* REQUIREMENT: Retype each entry exactly as written, and keep the pictures out of the copy.

* INPUT FOR THIS TASK:
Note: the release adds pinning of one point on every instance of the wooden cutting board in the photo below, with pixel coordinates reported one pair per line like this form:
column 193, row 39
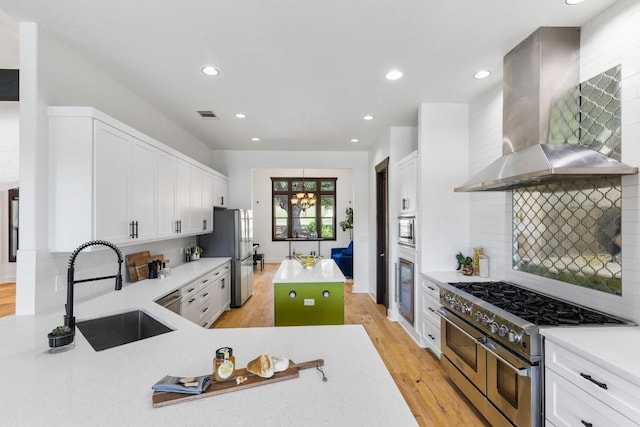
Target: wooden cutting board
column 131, row 264
column 160, row 399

* TASK ANSWER:
Note: the release adds pinning of one point on every instance of the wooden cutting board in the photo below, with pixel coordinates reported one pair per line like this form:
column 193, row 39
Target: wooden cutting board
column 131, row 264
column 160, row 399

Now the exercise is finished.